Input for this task:
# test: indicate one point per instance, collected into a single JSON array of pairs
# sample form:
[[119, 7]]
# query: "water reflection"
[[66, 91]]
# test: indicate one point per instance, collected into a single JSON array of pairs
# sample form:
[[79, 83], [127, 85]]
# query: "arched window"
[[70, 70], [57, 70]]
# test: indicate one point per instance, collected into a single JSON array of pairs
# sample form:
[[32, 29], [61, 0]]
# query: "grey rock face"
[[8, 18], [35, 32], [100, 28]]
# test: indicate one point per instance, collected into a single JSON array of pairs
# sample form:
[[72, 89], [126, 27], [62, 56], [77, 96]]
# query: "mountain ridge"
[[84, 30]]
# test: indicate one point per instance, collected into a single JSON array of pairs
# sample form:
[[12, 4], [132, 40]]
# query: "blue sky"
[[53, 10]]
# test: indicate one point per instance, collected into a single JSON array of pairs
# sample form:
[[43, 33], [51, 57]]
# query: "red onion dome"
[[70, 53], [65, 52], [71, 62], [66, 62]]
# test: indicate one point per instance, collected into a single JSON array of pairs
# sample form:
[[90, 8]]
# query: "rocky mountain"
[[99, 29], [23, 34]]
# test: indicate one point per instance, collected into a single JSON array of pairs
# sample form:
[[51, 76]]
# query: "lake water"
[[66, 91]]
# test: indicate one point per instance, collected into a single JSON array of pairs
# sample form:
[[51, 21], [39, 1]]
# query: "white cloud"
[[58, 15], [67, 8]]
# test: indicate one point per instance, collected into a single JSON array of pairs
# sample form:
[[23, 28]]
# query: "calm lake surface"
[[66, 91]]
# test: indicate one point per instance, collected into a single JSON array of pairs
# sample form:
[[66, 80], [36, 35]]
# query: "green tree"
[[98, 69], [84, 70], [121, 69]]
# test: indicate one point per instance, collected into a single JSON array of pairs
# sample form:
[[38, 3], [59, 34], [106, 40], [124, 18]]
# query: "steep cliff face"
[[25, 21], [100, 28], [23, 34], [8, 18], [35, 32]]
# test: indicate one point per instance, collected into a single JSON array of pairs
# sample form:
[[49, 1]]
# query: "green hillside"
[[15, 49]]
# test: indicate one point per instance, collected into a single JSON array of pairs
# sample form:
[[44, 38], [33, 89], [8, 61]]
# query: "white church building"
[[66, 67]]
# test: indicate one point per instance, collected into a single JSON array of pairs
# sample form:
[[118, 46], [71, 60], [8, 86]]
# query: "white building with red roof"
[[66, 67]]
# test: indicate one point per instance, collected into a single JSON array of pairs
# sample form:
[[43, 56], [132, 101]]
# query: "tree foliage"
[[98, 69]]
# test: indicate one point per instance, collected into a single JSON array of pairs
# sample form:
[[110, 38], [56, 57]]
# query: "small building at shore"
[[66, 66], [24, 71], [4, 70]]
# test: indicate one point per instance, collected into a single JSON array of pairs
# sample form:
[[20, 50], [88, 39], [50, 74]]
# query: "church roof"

Directions:
Express these lines as a JSON list of strings, with each line as its own string and blank lines omitted.

Right answer:
[
  "# test: indicate one point per instance, collected into a single JSON array of pairs",
  "# sample form:",
  "[[119, 7]]",
  "# query: \"water reflection\"",
  "[[66, 91]]",
  "# test: indicate one point per instance, collected into a single JSON array of pairs",
  "# sample form:",
  "[[79, 83], [127, 85]]",
  "# query: \"arched window\"",
  "[[70, 70], [57, 70]]",
  "# test: indicate one point per instance, collected into a single JSON array of pairs",
  "# sample form:",
  "[[32, 29], [61, 0]]",
  "# query: \"grey rock face\"",
  "[[8, 18], [35, 32], [100, 28]]",
  "# test: indicate one point per instance, collected into a single JSON array of pairs",
  "# sample form:",
  "[[72, 89], [126, 27], [62, 56], [77, 96]]",
  "# query: \"mountain ridge\"",
  "[[84, 30]]",
  "# test: indicate one point per instance, collected into a single JSON array of pairs",
  "# sample form:",
  "[[12, 4], [132, 40]]",
  "# query: \"blue sky\"",
  "[[53, 10]]",
  "# test: indicate one point per instance, collected into a single JSON array of pairs",
  "# sample form:",
  "[[43, 33], [51, 57]]",
  "# query: \"red onion dome\"",
  "[[70, 53], [65, 52], [71, 62], [66, 62]]",
  "# test: indicate one point per instance, collected into a single JSON array of pairs",
  "# sample form:",
  "[[90, 8]]",
  "# query: \"rocky mountain\"",
  "[[99, 29], [23, 34]]",
  "# test: indicate one point per instance, collected into a single JSON array of pairs",
  "# sample form:",
  "[[51, 76]]",
  "# query: \"lake water\"",
  "[[66, 91]]",
  "# test: indicate one point per instance, collected into a single JSON array of pairs",
  "# sample form:",
  "[[51, 21], [39, 1]]",
  "# query: \"white cloud\"",
  "[[58, 15], [67, 8]]",
  "# test: indicate one point per instance, collected into a single JSON array of pairs",
  "# sample form:",
  "[[23, 28]]",
  "# query: \"calm lake surface\"",
  "[[66, 91]]",
  "# test: indicate one point per instance, collected into a single JSON array of pairs",
  "# sample form:",
  "[[66, 80], [36, 35]]",
  "# query: \"green tree\"",
  "[[98, 69], [84, 70], [121, 69]]",
  "# test: indicate one point per instance, collected into a single JSON array of pairs",
  "# sample form:",
  "[[38, 3], [59, 34], [106, 40], [124, 18]]",
  "# query: \"steep cliff face\"",
  "[[25, 21], [100, 28], [23, 34], [8, 18], [35, 32]]",
  "# test: indicate one point per instance, collected into a single JSON array of pairs",
  "# sample form:",
  "[[49, 1]]",
  "# query: \"green hillside\"",
  "[[15, 49]]",
  "# test: indicate one point per instance, collected into a single JSON array of pairs",
  "# sample form:",
  "[[44, 38], [33, 89], [8, 61]]",
  "# query: \"white church building\"",
  "[[66, 67]]",
  "# test: indicate one point per instance, collected into a single JSON array of pairs",
  "# sample form:",
  "[[118, 46], [71, 60], [8, 86]]",
  "# query: \"white building with red roof\"",
  "[[66, 67]]",
  "# test: indicate one point per instance, collected into a single JSON array of pairs",
  "# sample form:",
  "[[43, 56], [132, 101]]",
  "# query: \"tree foliage\"",
  "[[98, 69]]",
  "# test: indicate one point per instance, collected into a single JSON array of pairs",
  "# sample form:",
  "[[110, 38], [56, 57]]",
  "# query: \"small building at shore\"",
  "[[66, 66], [24, 71], [4, 70]]",
  "# test: indicate one point per instance, collected into a single JSON array of pairs",
  "# sample form:",
  "[[20, 50], [88, 39], [50, 74]]",
  "# query: \"church roof\""
]